_Tasks to carry out_
**a.** In the web spam passage, what does the author say the stack overflow clones deliver?
**b.** Please write the next part of the web spam passage, picking up right after its final sentence.

— START Text passage —

The other problem that is currently affecting Google severely, with Facebook next is content spam. It is those parking pages that you come across when you mistype something in Google. Google should have removed these pages ages ago, but their policy allows for them to exist. Look at all of the stack overflow clones out there, they add no real value for themselves except for delivering Google adsense off of creative commons content. What is annoying is that because of the ads, they take forever to load. Using a search engine like Duck Duck Go things are better, but this is likely only because it is still small. DDG also says that it will not track its users, that is awesome, but how long will that last?
It is possible for a singly altruistic person to algorithmically remove the crap from the web in their search engine, but eventually it seems that everyone bows to commercial pressure and lets it in in one fashion or another.
Concentrating all of the advertising, content aggregation, and the content in a couple of places seems nearsighted as well. The best way to make data robust is to distribute it, making Facebook the only place where you keep your pictures, or Google, or Apple for that matter is probably a bad idea, maybe it makes sense to use all three, but that is a nuisance, and these companies are not likely to ever really cooperate.
It seems to me that something more akin to diaspora, with a little bit of Google wave, XMPP, the iTunes App Store, and BitTorrent is a better approach. Simply, content needs to be pushed out to the edges with small private clouds that are federated.

— END Text passage —
— START Raw data —

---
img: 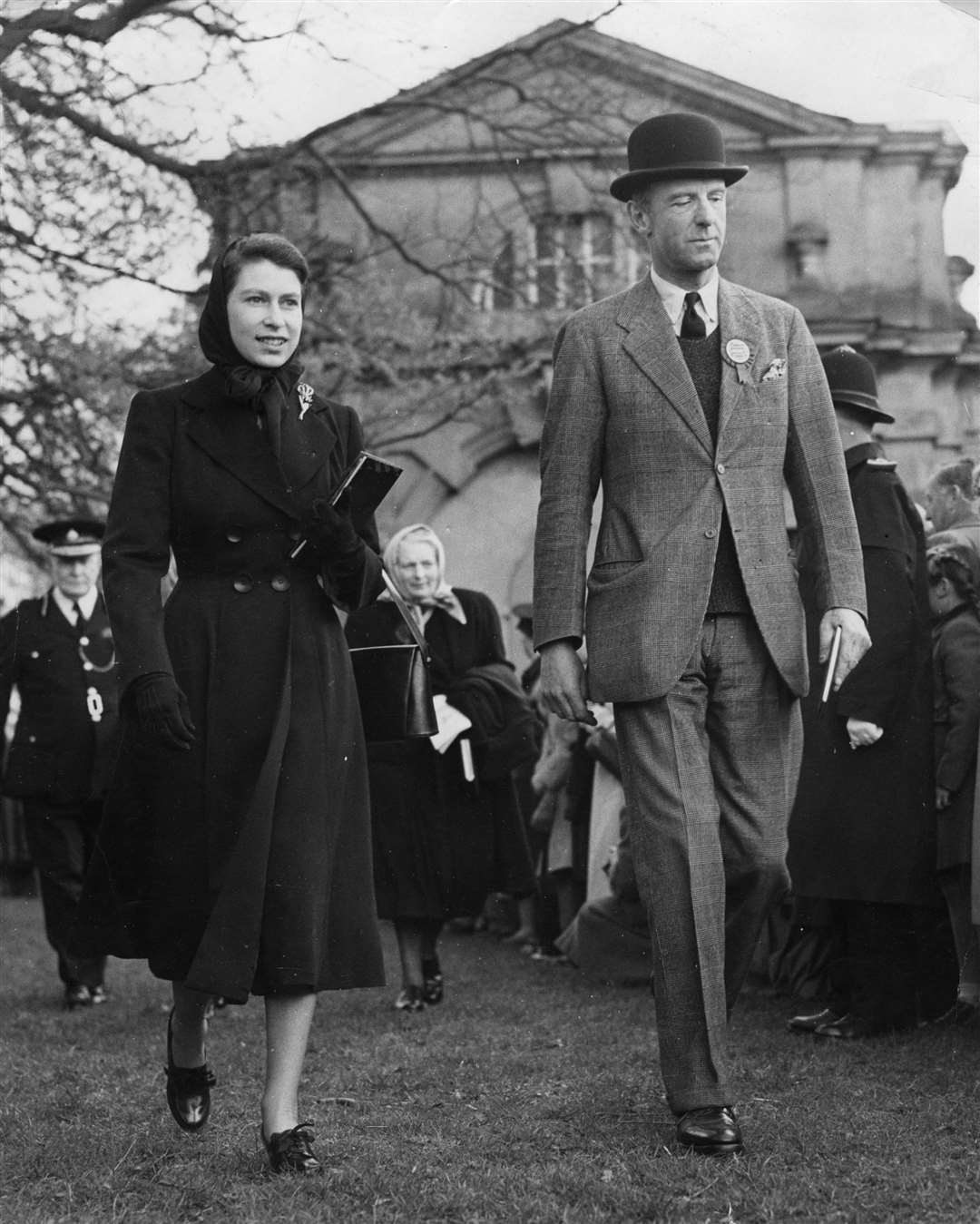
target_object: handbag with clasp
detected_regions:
[350,571,439,743]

— END Raw data —

_Responses_
**a.** Google AdSense off of Creative Commons content.

**b.**
This destroys most of the value concentrated by the incumbents based on advertising, but creates the opportunity for the free market to bring its forces to bear on the web. If a particular user has content that is valuable, they can make it available for a fee, as long as a directory service can be created that allows people to find that content, and the ACLs for that content exist on, and are under the control of the creator, that individual’s creation can not be stolen.
Once the web is truly pervasive then this sort of system can be built, it will, however, require new runtimes, new languages, protocols, and operating systems. This approach is so disruptive that none of the existing large internet companies are likely to pursue it. I intend to work on it, but I’m so busy that it is difficult. Fortunately, however my current endeavor is has aspects that are helping me build skills that will be useful for this later, such as the Beam/Erlang/OTP VM.
The benefit is to individuals more than it is to companies, it is similar to the concept of a decentralized power grid. Each node is a generator and self sufficient and the system is nearly impossible to destroy as long as there is more than one node.